(Instructions to follow): Reproduce the material in full, exactly as written.

— BEGIN Material for this task —

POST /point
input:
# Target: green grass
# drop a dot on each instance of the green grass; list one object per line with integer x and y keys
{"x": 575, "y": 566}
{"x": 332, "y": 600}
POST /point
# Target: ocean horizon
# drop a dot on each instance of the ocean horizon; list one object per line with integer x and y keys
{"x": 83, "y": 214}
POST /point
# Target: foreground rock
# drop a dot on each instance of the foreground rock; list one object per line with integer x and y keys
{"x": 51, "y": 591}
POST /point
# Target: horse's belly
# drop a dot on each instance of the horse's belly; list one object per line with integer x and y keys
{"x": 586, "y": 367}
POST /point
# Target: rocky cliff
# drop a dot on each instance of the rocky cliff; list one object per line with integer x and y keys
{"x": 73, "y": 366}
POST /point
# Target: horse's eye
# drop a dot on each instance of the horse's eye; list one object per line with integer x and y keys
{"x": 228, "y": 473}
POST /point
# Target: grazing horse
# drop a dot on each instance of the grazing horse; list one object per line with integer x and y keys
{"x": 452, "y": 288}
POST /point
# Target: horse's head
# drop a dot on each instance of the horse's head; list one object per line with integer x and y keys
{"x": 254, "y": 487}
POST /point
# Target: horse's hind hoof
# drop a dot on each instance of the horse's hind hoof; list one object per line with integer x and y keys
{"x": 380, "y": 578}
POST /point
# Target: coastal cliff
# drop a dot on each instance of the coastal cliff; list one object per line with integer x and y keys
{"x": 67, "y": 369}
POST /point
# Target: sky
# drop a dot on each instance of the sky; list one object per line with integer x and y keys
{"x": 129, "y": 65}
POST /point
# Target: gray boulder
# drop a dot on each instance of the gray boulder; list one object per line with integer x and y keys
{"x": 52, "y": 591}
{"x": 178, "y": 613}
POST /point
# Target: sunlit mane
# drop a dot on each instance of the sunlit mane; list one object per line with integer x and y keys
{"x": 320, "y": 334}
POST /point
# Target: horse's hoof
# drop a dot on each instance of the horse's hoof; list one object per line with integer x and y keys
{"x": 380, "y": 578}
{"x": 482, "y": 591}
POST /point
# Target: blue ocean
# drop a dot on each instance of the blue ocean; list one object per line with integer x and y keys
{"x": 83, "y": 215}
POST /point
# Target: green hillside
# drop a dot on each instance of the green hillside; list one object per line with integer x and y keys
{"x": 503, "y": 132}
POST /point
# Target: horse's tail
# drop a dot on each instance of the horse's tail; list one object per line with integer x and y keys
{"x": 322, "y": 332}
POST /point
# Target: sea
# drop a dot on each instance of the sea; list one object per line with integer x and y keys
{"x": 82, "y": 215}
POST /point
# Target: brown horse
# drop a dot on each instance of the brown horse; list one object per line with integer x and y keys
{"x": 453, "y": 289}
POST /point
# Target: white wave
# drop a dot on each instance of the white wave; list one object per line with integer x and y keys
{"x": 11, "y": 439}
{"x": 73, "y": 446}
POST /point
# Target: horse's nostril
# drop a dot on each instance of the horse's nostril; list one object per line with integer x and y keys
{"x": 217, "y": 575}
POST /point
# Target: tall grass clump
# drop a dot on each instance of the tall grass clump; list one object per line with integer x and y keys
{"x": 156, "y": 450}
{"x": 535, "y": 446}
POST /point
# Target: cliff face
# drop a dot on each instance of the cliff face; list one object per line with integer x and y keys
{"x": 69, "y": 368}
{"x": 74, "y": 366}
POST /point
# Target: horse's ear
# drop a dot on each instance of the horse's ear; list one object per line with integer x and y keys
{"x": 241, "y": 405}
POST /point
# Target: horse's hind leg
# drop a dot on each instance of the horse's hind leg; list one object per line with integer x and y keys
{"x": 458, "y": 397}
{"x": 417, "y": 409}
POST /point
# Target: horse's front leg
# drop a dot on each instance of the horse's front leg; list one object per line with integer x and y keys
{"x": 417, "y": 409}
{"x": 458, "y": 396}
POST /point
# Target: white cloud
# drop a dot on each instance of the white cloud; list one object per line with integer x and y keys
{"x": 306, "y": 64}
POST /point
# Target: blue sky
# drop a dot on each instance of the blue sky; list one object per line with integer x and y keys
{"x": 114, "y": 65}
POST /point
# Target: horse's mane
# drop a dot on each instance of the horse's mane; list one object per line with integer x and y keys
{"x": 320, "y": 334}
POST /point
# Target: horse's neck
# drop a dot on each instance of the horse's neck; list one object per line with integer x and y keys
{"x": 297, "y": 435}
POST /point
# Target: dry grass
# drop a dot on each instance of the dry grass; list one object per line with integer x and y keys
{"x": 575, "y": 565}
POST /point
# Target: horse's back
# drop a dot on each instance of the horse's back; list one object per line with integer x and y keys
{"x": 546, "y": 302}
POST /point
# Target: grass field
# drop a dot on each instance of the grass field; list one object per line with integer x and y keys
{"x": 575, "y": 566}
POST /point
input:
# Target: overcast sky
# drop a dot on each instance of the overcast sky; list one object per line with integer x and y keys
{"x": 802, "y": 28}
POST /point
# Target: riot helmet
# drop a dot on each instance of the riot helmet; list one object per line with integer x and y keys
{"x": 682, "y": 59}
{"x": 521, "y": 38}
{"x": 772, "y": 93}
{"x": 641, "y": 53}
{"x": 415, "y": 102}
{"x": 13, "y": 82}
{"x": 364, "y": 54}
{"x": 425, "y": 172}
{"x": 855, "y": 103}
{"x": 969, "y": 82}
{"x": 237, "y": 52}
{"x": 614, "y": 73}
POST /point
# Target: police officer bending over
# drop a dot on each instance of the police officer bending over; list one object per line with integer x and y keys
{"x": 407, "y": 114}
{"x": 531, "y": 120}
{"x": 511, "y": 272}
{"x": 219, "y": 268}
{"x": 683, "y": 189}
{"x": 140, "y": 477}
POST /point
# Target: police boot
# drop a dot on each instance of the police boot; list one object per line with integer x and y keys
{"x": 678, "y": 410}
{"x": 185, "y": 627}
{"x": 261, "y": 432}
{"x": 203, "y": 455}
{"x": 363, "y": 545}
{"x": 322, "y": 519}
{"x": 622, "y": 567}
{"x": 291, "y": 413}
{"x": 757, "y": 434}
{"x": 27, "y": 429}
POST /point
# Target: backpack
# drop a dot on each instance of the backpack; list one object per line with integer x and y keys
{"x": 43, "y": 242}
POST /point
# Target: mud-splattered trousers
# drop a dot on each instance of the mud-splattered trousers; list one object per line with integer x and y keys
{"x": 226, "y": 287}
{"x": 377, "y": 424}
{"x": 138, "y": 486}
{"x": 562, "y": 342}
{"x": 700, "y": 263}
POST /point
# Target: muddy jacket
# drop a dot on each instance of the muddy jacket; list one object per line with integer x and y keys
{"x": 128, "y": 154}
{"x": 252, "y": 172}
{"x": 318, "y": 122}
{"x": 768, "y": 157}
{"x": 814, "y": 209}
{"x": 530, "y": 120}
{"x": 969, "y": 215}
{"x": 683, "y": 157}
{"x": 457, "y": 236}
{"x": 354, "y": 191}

— END Material for this task —

(Solution for this problem):
POST /point
input:
# Target: green grass
# drop a dot on each instance of the green grass; list one object per line with integer x and y keys
{"x": 575, "y": 566}
{"x": 332, "y": 600}
POST /point
# Target: ocean horizon
# drop a dot on each instance of the ocean horizon; list one object per line with integer x and y keys
{"x": 83, "y": 214}
POST /point
# Target: foreground rock
# drop a dot on each instance of the foreground rock; list one object per line with integer x and y keys
{"x": 51, "y": 591}
POST /point
# Target: horse's belly
# drop a dot on each instance of the horse's belly; list one object per line with integer x and y keys
{"x": 586, "y": 367}
POST /point
# Target: rocky cliff
# drop a dot on each instance of the rocky cliff; list one object per line with integer x and y keys
{"x": 73, "y": 366}
POST /point
# Target: horse's eye
# drop a dot on each instance of the horse's eye; list one object per line with integer x and y keys
{"x": 228, "y": 473}
POST /point
# Target: grazing horse
# drop a dot on each instance of the grazing horse; list one object per line with integer x and y keys
{"x": 452, "y": 288}
POST /point
# Target: horse's head
# drop a dot on each instance of the horse's head; list one object per line with integer x and y keys
{"x": 254, "y": 487}
POST /point
# Target: horse's hind hoof
# drop a dot on each instance of the horse's hind hoof; list one object per line with integer x and y keys
{"x": 380, "y": 578}
POST /point
# Target: coastal cliff
# drop a dot on each instance of the coastal cliff; list one object per line with integer x and y keys
{"x": 67, "y": 369}
POST /point
# Target: sky
# drop a dot on each instance of the sky; list one object per line with integer x and y keys
{"x": 129, "y": 65}
POST /point
# Target: gray boulder
# drop a dot on each instance of the gray boulder; list one object per line with integer x and y keys
{"x": 52, "y": 591}
{"x": 178, "y": 613}
POST /point
# Target: sunlit mane
# drop a dot on each instance of the sunlit mane; list one object per line with integer x and y keys
{"x": 320, "y": 334}
POST /point
# Target: horse's hoof
# drop a dot on each instance of the horse's hoof; list one object per line with integer x and y keys
{"x": 380, "y": 578}
{"x": 482, "y": 591}
POST /point
# Target: blue ocean
# drop a dot on each instance of the blue ocean; list one object per line with integer x and y keys
{"x": 83, "y": 215}
POST /point
# Target: green hillside
# drop a dot on each instance of the green hillside; list one object per line with integer x and y keys
{"x": 503, "y": 132}
POST /point
# Target: horse's tail
# drop a dot on each instance of the horse's tail; list one object per line with integer x and y keys
{"x": 322, "y": 332}
POST /point
# Target: sea
# drop a dot on each instance of the sea; list one object per line with integer x and y keys
{"x": 82, "y": 215}
POST /point
# Target: brown horse
# drop a dot on each instance of the brown horse; list one object per line with integer x and y keys
{"x": 453, "y": 289}
POST /point
# Target: white wave
# drop a dot on each instance of the white wave; list one object per line with integer x and y keys
{"x": 11, "y": 439}
{"x": 73, "y": 446}
POST /point
# Target: horse's nostril
# drop a dot on each instance of the horse's nostril; list one object per line with integer x and y keys
{"x": 217, "y": 575}
POST /point
# Target: tall grass clump
# drop a dot on each instance of the tall grass clump; list one object per line with integer x and y keys
{"x": 156, "y": 450}
{"x": 535, "y": 446}
POST /point
# Target: cliff face
# drop a dot on each instance of the cliff face; list one object per line with integer x and y keys
{"x": 69, "y": 368}
{"x": 74, "y": 366}
POST /point
# Target: horse's ear
# drop a dot on each instance of the horse's ear; list one object per line with integer x and y keys
{"x": 241, "y": 405}
POST /point
# Target: horse's hind leg
# drop a dot on each instance of the horse's hind leg; list one object per line with integer x and y keys
{"x": 458, "y": 397}
{"x": 417, "y": 409}
POST /point
# Target: horse's front leg
# drop a dot on each instance of the horse's front leg; list one object per line with integer x and y keys
{"x": 417, "y": 409}
{"x": 458, "y": 396}
POST /point
# Target: white cloud
# drop a dot on each instance of the white cloud; list one object per line with integer x and y keys
{"x": 306, "y": 64}
POST /point
# Target: blue sky
# drop a dot on each instance of the blue sky; list one object per line with integer x and y keys
{"x": 114, "y": 65}
POST /point
# Target: horse's mane
# drop a dot on each instance of the horse's mane; list one object per line with integer x and y keys
{"x": 320, "y": 334}
POST /point
# Target: horse's neck
# drop a dot on each instance of the horse's neck; list one object per line with integer x and y keys
{"x": 297, "y": 435}
POST /point
# Target: dry grass
# drop a dot on each instance of the dry grass; list one object per line with integer x and y keys
{"x": 575, "y": 565}
POST /point
# Target: horse's back
# drop a dot on each instance of the horse's back; list one object per line with integer x and y keys
{"x": 546, "y": 302}
POST /point
# Target: grass field
# drop a dot on each instance of the grass field; list one object per line with integer x and y keys
{"x": 575, "y": 566}
POST /point
input:
# Target: overcast sky
# drop a dot on each instance of the overcast sky; list one object per line with integer x and y keys
{"x": 802, "y": 28}
POST /point
# Target: riot helmet
# drop a dot on each instance of the riot helmet; list one object per line with integer x and y keys
{"x": 682, "y": 59}
{"x": 521, "y": 38}
{"x": 772, "y": 93}
{"x": 641, "y": 53}
{"x": 415, "y": 102}
{"x": 13, "y": 82}
{"x": 364, "y": 54}
{"x": 425, "y": 172}
{"x": 855, "y": 103}
{"x": 969, "y": 82}
{"x": 237, "y": 52}
{"x": 614, "y": 73}
POST /point
# Target: police officer bending over
# drop a dot on each instance of the police officer bending over; list one object per line with integer x and y keys
{"x": 407, "y": 114}
{"x": 531, "y": 120}
{"x": 511, "y": 272}
{"x": 219, "y": 268}
{"x": 683, "y": 189}
{"x": 140, "y": 477}
POST /point
# Target: police boot
# drop a dot on each instance of the police boot; list one object per line with integer x and y keys
{"x": 678, "y": 410}
{"x": 185, "y": 627}
{"x": 261, "y": 432}
{"x": 203, "y": 455}
{"x": 363, "y": 545}
{"x": 322, "y": 519}
{"x": 622, "y": 567}
{"x": 291, "y": 413}
{"x": 757, "y": 434}
{"x": 27, "y": 429}
POST /point
# Target: backpack
# drop a dot on each instance of the backpack; list one object per line with integer x and y keys
{"x": 43, "y": 242}
POST /point
# Target: mud-splattered trousers
# drop a dot on each instance of the mud-splattered trousers; list one object per line with integer x and y keys
{"x": 226, "y": 287}
{"x": 377, "y": 424}
{"x": 138, "y": 486}
{"x": 562, "y": 342}
{"x": 700, "y": 263}
POST /point
# Target: muddy jacket
# drop a dot on each instance of the muddy jacket; list one object per line with integer x and y keys
{"x": 128, "y": 154}
{"x": 252, "y": 172}
{"x": 318, "y": 122}
{"x": 768, "y": 157}
{"x": 814, "y": 209}
{"x": 530, "y": 120}
{"x": 969, "y": 215}
{"x": 683, "y": 157}
{"x": 457, "y": 236}
{"x": 354, "y": 191}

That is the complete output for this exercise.